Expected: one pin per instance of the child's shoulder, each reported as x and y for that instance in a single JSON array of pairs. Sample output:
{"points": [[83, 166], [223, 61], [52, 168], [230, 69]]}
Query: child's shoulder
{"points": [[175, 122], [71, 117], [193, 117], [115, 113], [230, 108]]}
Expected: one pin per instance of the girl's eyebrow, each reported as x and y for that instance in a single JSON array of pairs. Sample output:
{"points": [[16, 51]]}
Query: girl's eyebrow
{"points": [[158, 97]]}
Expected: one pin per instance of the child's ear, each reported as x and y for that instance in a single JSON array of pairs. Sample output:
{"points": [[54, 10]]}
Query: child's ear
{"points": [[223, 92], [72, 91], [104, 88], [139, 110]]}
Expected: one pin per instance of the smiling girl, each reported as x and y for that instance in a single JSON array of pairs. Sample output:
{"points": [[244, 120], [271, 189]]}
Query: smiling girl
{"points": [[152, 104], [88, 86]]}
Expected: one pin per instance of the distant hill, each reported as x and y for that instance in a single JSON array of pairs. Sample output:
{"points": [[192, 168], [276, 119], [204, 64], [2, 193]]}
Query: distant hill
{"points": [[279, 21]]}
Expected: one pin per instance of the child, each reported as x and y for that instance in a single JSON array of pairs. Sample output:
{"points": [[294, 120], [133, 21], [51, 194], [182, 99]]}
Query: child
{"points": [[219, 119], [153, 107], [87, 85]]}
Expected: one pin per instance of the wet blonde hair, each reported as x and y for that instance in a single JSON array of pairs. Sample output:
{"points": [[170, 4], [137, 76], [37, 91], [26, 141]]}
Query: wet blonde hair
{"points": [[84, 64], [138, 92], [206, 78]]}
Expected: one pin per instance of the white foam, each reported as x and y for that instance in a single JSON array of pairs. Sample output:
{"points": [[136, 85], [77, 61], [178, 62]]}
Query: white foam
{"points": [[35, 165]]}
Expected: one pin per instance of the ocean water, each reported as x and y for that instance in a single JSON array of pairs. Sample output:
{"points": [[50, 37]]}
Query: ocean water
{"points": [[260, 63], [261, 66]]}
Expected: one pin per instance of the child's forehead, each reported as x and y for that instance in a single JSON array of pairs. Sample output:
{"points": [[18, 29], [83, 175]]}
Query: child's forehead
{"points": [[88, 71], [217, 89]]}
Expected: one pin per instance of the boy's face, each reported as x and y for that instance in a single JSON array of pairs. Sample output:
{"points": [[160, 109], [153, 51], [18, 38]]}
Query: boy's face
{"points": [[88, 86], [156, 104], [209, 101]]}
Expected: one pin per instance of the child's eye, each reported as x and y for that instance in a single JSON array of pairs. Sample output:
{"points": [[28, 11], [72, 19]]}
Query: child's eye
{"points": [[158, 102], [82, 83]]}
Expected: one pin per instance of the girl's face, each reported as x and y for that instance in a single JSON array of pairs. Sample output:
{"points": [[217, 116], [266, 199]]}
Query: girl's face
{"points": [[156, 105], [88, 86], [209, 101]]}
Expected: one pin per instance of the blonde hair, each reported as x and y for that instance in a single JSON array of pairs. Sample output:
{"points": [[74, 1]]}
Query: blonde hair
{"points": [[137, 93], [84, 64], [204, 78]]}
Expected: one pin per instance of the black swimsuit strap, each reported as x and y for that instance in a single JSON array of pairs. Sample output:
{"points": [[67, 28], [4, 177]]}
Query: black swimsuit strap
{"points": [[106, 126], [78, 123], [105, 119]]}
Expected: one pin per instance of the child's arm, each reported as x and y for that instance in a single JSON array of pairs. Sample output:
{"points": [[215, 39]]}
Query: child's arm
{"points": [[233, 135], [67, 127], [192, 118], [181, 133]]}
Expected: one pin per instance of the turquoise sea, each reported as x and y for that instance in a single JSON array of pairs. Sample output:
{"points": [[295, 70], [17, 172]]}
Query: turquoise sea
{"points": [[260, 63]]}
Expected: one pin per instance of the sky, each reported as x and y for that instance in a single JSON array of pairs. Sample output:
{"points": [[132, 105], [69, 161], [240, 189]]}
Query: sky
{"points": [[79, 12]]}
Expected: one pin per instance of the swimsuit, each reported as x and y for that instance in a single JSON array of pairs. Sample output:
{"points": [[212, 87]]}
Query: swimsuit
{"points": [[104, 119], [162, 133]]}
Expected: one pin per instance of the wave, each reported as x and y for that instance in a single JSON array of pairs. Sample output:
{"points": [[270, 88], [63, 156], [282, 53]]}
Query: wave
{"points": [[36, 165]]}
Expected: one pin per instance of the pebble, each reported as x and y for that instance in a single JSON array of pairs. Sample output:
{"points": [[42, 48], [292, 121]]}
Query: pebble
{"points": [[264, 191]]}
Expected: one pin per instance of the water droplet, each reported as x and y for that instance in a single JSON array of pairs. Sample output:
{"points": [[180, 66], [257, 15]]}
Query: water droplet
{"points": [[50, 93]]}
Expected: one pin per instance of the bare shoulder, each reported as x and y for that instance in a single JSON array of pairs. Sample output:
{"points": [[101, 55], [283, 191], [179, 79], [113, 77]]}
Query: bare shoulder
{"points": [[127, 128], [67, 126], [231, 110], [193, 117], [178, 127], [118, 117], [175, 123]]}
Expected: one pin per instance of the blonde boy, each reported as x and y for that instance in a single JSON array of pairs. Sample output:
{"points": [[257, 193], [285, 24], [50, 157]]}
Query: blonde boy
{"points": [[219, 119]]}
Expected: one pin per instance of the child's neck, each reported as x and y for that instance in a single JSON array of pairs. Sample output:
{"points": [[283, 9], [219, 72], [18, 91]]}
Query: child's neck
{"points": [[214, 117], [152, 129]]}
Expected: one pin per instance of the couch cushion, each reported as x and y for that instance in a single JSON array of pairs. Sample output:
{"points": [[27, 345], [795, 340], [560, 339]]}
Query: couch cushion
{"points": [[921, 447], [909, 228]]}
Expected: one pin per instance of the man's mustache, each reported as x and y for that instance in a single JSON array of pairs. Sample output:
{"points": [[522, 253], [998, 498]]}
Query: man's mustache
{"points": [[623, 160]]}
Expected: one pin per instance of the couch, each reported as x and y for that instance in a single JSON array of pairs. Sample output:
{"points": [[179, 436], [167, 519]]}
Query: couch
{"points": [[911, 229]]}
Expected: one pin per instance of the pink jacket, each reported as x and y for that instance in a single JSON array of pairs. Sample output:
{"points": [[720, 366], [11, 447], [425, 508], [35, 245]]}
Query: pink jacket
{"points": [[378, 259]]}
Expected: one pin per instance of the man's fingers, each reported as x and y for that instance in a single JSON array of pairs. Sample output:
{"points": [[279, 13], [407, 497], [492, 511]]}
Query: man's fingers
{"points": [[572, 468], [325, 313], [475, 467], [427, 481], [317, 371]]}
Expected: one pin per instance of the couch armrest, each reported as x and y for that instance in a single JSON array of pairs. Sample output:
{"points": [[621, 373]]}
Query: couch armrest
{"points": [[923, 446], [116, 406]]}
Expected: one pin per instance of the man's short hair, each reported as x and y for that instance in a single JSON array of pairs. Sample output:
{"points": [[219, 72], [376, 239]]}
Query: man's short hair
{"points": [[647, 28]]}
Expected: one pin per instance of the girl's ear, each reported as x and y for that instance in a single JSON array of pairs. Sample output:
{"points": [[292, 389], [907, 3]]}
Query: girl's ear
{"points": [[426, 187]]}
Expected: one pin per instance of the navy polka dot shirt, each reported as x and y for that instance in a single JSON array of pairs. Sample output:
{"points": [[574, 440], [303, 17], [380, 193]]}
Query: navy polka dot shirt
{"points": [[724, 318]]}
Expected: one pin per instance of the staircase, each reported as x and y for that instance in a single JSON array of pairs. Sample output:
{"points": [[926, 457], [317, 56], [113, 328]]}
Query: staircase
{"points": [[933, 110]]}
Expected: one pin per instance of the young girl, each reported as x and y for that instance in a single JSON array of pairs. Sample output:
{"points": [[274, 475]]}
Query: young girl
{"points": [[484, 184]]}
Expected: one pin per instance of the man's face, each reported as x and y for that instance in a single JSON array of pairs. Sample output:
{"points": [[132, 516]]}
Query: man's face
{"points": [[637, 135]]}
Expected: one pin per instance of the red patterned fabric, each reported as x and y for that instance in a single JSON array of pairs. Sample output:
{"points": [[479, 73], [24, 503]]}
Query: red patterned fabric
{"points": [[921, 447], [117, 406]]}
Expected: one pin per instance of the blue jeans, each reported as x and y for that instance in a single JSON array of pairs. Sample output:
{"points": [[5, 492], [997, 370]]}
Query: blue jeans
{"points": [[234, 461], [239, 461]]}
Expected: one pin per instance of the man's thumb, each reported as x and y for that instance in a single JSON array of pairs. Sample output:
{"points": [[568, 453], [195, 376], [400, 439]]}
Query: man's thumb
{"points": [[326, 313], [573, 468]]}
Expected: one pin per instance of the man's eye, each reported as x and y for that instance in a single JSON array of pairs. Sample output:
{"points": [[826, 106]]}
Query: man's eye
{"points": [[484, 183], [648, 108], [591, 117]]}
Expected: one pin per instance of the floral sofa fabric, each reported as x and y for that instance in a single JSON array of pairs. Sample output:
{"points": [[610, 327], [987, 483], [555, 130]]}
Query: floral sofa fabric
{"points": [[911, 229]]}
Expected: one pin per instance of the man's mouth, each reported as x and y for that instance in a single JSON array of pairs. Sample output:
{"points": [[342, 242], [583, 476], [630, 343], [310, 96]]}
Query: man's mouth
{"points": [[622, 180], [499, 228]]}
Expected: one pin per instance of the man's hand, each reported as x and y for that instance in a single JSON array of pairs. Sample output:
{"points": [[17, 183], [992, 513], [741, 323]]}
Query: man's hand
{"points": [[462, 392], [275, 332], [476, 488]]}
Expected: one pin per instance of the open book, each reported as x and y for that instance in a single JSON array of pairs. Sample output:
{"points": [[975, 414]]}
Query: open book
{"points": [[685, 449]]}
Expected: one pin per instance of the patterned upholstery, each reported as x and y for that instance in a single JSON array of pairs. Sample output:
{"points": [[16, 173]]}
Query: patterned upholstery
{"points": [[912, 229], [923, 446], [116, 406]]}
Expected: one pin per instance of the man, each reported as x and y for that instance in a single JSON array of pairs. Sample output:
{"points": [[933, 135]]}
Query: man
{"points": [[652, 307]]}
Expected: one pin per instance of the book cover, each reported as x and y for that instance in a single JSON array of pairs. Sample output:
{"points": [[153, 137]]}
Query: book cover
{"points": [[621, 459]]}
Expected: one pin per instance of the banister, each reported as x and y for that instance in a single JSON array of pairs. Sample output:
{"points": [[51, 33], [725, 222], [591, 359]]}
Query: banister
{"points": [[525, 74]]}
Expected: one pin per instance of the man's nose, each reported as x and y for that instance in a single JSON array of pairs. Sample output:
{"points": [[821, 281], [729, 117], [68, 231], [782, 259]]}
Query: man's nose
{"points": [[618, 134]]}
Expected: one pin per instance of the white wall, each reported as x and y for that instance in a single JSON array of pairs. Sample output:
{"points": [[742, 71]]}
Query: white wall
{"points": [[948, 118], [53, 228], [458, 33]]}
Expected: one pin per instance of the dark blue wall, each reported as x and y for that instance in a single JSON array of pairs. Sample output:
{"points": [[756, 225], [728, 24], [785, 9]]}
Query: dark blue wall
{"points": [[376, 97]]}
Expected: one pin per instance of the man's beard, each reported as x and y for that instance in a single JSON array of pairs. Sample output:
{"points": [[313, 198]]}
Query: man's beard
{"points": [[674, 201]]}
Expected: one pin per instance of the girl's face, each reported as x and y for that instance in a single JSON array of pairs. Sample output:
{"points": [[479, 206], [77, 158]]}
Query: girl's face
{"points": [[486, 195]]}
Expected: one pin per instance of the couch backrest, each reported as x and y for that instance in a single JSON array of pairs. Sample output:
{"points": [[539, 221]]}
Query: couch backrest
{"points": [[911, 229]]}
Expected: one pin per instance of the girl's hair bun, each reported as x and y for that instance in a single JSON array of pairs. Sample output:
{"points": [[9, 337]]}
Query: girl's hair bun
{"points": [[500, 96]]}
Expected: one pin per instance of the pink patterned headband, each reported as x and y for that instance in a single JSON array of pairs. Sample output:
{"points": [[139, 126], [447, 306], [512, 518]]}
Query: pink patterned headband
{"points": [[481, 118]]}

# REQUIREMENTS
Take the lines from the one containing "Expected: one pin per instance of the book" to the last line of the material above and write them out exactly.

# EXERCISE ANSWER
Expected: one pin per instance of the book cover, each reported as x and y for that instance in a single JSON array of pairs. Sample output:
{"points": [[153, 137]]}
Query: book cover
{"points": [[621, 459]]}
Expected: one pin per instance of the banister, each reported as x and y for that instance in a single JSON array of pairs. Sample output:
{"points": [[51, 33], [725, 222], [591, 359]]}
Query: banister
{"points": [[525, 74]]}
Expected: one pin per instance of the man's nose, each reported as x and y for that instance in a single JSON array of pairs. Sample output:
{"points": [[821, 281], [729, 117], [68, 231], [782, 259]]}
Query: man's nose
{"points": [[618, 134]]}
Expected: one pin per instance of the white wall, each reported as x and y for that instance in a single JSON array of pairs. Sample output:
{"points": [[742, 71]]}
Query: white wall
{"points": [[948, 118], [53, 228], [458, 33]]}
Expected: one pin per instance of the dark blue wall, each reported as x and y for that instance in a single JSON array of pairs. Sample output:
{"points": [[756, 225], [728, 24], [785, 9]]}
Query: dark blue wall
{"points": [[376, 97]]}
Expected: one pin per instance of the man's beard, each reported as x and y for that instance in a single JSON array of pairs. Sample output:
{"points": [[313, 198]]}
Query: man's beard
{"points": [[674, 201]]}
Expected: one pin per instance of the girl's face, each reported as x and y for that instance in a single JSON array of pairs. Sample output:
{"points": [[479, 206], [77, 158]]}
Query: girl's face
{"points": [[486, 195]]}
Expected: one pin per instance of the couch backrest, each reported as x and y for that instance in a single JSON array of pairs. Sample output:
{"points": [[539, 221]]}
Query: couch backrest
{"points": [[911, 229]]}
Expected: one pin per instance of the girl's hair bun, each reported as x and y for that instance in a single JSON array of pairs. Sample output:
{"points": [[9, 337]]}
Query: girl's hair bun
{"points": [[500, 96]]}
Expected: one pin per instance of the pink patterned headband, each reported as x and y for that instance in a single JSON array of pairs. Sample output:
{"points": [[139, 126], [447, 306], [512, 518]]}
Query: pink patterned headband
{"points": [[481, 118]]}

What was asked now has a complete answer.